> ACTIVITY: Using the records below, repeat exactly the lines from the one holding "rough mask: <svg" through the one holding "positive clicks: (497, 286)", both ends included, and no others.

> STORED DATA:

******************************

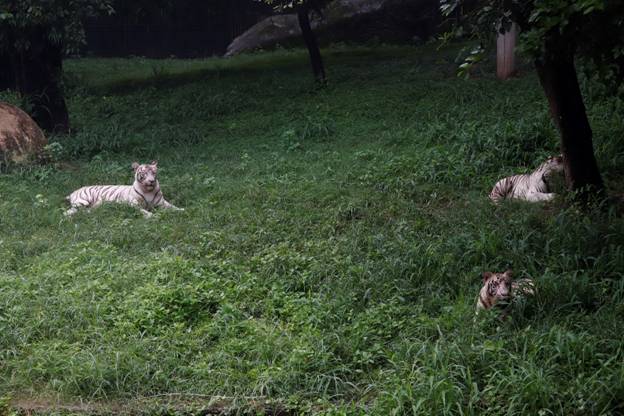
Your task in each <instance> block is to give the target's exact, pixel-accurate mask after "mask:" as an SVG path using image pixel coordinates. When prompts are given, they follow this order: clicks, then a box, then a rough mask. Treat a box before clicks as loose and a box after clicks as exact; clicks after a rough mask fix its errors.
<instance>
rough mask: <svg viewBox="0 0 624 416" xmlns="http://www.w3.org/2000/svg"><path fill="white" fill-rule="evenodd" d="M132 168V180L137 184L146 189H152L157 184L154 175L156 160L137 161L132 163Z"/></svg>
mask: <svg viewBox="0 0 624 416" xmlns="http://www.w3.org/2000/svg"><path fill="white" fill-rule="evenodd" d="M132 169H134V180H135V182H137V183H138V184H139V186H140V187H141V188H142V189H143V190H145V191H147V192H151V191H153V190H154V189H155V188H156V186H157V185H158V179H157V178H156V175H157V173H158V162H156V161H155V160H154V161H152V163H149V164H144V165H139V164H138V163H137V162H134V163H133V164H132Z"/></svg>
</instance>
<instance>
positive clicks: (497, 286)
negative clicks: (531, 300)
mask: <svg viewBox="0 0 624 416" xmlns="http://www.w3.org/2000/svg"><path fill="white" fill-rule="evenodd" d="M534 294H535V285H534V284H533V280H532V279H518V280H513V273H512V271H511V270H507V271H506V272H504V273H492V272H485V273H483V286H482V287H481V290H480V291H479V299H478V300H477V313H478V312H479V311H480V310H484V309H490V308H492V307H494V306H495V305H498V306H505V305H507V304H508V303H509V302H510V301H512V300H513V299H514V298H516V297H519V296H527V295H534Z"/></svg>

******************************

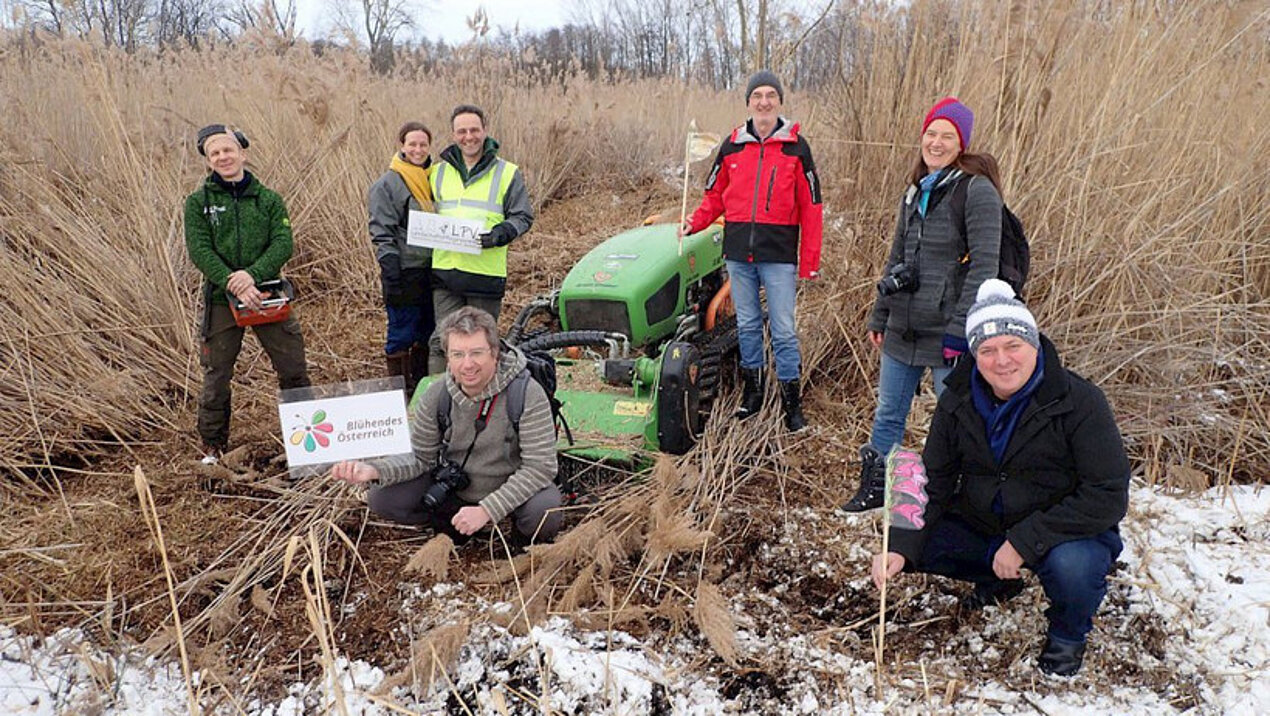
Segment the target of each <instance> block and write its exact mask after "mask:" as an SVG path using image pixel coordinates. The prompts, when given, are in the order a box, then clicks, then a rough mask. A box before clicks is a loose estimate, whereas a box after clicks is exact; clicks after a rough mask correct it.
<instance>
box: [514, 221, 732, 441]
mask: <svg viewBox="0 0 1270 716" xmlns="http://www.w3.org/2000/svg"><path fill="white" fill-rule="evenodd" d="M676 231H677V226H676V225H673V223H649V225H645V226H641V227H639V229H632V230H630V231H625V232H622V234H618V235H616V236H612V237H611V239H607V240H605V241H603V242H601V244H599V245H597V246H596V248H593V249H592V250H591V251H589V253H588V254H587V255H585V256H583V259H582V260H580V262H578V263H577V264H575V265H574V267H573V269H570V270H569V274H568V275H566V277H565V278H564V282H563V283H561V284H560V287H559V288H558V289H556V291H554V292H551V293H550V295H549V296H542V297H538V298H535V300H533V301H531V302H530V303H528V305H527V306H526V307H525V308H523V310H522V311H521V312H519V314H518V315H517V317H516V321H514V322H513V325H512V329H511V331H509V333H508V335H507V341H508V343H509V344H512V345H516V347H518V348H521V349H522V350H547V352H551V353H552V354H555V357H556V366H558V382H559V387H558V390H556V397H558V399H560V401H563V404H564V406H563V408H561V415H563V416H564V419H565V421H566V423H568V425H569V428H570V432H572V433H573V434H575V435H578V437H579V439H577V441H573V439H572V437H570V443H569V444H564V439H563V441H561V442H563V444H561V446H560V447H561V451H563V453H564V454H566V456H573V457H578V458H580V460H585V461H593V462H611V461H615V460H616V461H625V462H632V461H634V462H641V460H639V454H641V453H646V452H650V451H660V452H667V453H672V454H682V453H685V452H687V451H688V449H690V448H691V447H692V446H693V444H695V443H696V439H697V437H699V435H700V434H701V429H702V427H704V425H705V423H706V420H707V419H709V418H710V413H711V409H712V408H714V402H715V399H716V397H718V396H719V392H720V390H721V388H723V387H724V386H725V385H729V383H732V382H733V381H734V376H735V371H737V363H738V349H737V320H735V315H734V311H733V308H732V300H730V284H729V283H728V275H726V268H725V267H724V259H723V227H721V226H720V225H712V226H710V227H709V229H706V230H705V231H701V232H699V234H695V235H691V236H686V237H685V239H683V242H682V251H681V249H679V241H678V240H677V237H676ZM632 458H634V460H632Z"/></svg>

******************************

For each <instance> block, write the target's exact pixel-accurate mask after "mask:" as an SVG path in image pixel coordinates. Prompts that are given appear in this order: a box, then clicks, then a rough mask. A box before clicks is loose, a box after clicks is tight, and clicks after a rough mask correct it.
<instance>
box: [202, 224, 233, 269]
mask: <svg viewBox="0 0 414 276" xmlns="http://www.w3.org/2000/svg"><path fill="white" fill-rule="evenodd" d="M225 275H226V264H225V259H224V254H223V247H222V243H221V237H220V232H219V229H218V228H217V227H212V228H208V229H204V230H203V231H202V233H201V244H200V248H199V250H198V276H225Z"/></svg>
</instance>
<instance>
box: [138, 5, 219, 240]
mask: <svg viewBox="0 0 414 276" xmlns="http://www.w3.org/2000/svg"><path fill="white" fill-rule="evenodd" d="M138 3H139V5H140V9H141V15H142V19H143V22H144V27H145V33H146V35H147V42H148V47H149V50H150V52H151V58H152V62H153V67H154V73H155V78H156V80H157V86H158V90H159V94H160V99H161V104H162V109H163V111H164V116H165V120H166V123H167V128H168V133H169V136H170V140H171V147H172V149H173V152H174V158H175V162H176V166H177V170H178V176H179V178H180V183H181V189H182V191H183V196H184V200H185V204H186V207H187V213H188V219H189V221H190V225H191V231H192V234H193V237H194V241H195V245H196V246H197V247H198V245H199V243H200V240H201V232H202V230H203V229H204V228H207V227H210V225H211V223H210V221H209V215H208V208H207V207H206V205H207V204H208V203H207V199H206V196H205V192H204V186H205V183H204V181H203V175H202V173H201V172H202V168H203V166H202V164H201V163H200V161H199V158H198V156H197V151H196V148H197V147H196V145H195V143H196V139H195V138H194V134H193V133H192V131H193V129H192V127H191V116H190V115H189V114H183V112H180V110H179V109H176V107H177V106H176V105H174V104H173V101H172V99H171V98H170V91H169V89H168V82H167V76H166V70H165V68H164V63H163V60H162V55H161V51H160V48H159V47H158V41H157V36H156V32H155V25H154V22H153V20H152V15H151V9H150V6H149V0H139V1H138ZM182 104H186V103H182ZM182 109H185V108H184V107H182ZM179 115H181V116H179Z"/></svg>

******************************

> WRITTEN SOLUTION:
rough mask: <svg viewBox="0 0 624 416" xmlns="http://www.w3.org/2000/svg"><path fill="white" fill-rule="evenodd" d="M132 168V180L137 184L146 189H152L157 184L154 175L156 160L137 161L132 163Z"/></svg>
mask: <svg viewBox="0 0 624 416" xmlns="http://www.w3.org/2000/svg"><path fill="white" fill-rule="evenodd" d="M132 169H134V180H135V182H137V183H138V184H139V186H140V187H141V188H142V189H143V190H145V191H147V192H151V191H153V190H154V189H155V188H156V186H157V185H158V179H157V178H156V175H157V173H158V162H156V161H155V160H154V161H152V163H149V164H144V165H139V164H138V163H137V162H134V163H133V164H132Z"/></svg>
</instance>
<instance>
positive clicks: (497, 286)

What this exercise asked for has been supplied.